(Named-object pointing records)
__________

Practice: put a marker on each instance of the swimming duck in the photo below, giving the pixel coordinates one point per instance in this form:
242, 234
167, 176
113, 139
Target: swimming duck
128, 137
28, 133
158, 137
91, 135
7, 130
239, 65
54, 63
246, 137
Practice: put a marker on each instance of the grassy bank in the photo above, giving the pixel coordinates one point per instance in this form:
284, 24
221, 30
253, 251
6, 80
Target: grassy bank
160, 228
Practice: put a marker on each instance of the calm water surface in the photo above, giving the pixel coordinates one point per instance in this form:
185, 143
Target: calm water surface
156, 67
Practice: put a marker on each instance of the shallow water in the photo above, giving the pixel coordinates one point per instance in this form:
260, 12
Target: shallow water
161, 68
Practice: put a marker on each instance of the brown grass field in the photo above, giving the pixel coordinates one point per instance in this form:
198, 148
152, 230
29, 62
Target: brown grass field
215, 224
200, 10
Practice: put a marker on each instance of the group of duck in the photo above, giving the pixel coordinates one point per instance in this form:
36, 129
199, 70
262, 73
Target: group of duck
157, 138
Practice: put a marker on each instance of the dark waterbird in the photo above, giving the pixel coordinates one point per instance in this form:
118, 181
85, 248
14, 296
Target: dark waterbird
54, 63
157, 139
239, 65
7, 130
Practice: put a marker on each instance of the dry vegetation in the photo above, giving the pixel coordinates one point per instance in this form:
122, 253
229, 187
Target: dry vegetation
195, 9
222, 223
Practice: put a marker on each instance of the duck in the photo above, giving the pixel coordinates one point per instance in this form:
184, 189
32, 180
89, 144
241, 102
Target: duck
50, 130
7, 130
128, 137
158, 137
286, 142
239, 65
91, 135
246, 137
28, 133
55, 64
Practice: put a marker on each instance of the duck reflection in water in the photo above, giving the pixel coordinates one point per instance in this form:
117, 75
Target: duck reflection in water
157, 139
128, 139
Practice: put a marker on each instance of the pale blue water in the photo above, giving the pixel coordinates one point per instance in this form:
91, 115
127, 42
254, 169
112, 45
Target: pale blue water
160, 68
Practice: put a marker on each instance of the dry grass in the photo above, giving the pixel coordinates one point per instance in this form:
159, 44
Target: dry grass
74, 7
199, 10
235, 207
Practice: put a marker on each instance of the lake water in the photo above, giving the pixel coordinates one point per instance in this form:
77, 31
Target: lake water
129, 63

__________

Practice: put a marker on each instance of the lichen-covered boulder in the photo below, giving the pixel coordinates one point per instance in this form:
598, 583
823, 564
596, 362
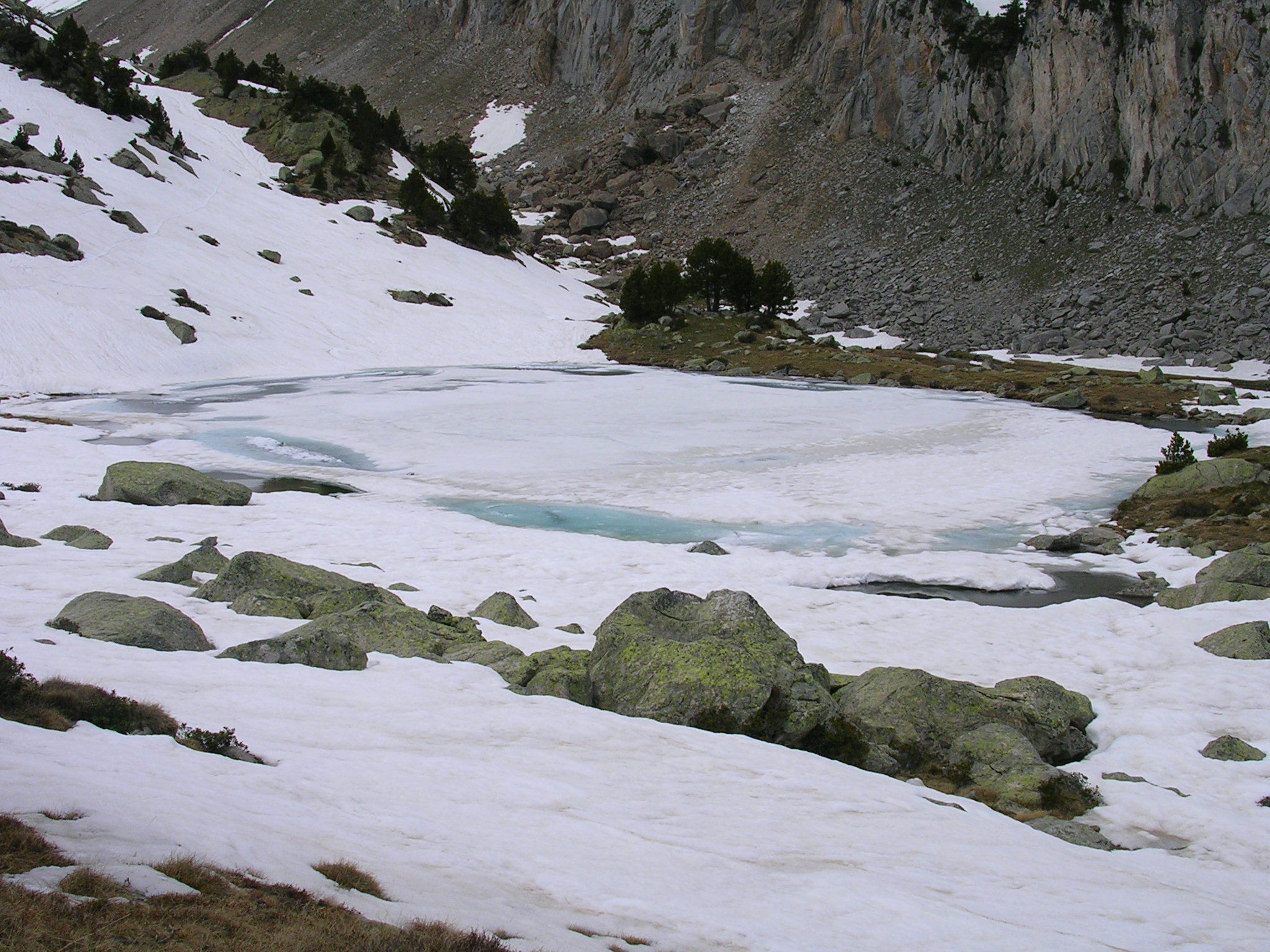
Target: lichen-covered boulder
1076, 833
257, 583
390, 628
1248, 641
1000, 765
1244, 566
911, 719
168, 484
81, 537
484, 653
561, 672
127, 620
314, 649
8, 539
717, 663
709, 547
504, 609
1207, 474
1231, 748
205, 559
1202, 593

__________

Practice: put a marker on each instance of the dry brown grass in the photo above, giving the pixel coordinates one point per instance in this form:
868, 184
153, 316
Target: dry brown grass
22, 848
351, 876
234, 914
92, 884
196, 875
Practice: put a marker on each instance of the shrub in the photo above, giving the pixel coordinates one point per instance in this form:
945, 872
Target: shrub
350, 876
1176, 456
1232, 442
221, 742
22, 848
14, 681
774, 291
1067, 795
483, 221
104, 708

__________

THE EXERCISE >>
Collect every line of the records above that contains the word "calm" and copy each line in full. Case counts when matching.

FULL OUTPUT >>
Practice: put a marker on each instance of the calm water surface in the photo above, giving the pixel coordinates one point per instance in this form:
Target: calm water surface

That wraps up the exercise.